TEXT UNDER STUDY |
◇ ◇ ◇ ◇ ◇ ◇ ◇
Analysing the heart disease data set from the IBM Intelligent Miner with SAP Lumira.
My First entry for the Data Geek Challenge 2.0 was the Analysis of the Titanic Accident with SAP Predictive Analysis. It became a featured content in the SCN Area Predictive Analysis and motivated me to create a second entry. This time with SAP Lumira.
I came in contact with the IBM Intelligent Miner earlier and remembered about a nice date set which describes serveral properties that might be occurrence of heart diseases.
The Data was recorded from 270 People (240 training data sets and 30 test data sets). When and where the data sets were collected, is not known.
But what is possible with the IBM Miner should be possible with SAP Lumira or SAP Predictive Analysis as well:
You can find the Data sets at the Homepage of the University of Applied Science in Wismar/Germany.
|Age||Age of the person|
|***||male or female|
|chest pain type||4 types are recorded. From low (1) to heavy (4)|
|serum cholestoral||cholesterol in mg/dl|
|fasting blood sugar||blood sugar > 120 mg/dl (yes or no)|
|Resting electrocardiographic results||0,1,2|
|Maximum heart rate achieved||Integer|
|Exercise induced angina||Yes or no|
|the slope of the peak exercise ST segment||1,2,3|
|number of major vessel||0 to 4|
Known as thalassemia diseases of the red blood cells are referred to, in which the hemoglobin is not sufficiently formed by a genetic defect or degraded increased.
Can damage the heart, kidney and liver of the Person.
◇ ◇ ◇ ◇ ◇ ◇ ◇
[Saved entries]
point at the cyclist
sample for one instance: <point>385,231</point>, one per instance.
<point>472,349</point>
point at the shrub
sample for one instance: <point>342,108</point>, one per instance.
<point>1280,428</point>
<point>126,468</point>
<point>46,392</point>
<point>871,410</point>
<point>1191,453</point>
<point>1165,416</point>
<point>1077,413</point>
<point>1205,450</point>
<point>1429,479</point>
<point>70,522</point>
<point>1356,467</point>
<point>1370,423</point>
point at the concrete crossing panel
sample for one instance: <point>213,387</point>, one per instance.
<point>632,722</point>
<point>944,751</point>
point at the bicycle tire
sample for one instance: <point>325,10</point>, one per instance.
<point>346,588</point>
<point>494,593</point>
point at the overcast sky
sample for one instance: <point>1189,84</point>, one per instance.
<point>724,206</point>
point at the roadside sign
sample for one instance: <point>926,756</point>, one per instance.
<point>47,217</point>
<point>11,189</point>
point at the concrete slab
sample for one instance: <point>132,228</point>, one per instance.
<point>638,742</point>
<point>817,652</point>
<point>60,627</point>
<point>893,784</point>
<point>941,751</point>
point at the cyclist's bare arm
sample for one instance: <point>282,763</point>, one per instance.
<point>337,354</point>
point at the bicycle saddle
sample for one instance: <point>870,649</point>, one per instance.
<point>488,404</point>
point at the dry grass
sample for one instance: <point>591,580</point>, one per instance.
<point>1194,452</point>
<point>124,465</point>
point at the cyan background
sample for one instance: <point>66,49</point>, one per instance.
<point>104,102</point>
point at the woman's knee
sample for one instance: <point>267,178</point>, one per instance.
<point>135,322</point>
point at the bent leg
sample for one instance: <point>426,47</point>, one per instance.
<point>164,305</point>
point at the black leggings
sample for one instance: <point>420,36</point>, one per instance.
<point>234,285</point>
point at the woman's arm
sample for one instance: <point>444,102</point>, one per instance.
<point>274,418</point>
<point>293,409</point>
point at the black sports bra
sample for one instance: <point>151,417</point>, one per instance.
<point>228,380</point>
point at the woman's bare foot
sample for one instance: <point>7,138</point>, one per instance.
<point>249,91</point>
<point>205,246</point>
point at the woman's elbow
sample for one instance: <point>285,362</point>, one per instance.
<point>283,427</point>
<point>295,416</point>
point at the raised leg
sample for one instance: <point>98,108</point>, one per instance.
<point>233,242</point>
◇ ◇ ◇ ◇ ◇ ◇ ◇
WORK REQUEST | Write out the heart disease post word for word from "Analysing the heart" to "time with SAP Lumira.". The saved entries have nothing to do with this.

REPLY TO THE EXERCISE |
Analysing the heart disease data set from the IBM Intelligent Miner with SAP Lumira.
My First entry for the Data Geek Challenge 2.0 was the Analysis of the Titanic Accident with SAP Predictive Analysis. It became a featured content in the SCN Area Predictive Analysis and motivated me to create a second entry. This time with SAP Lumira.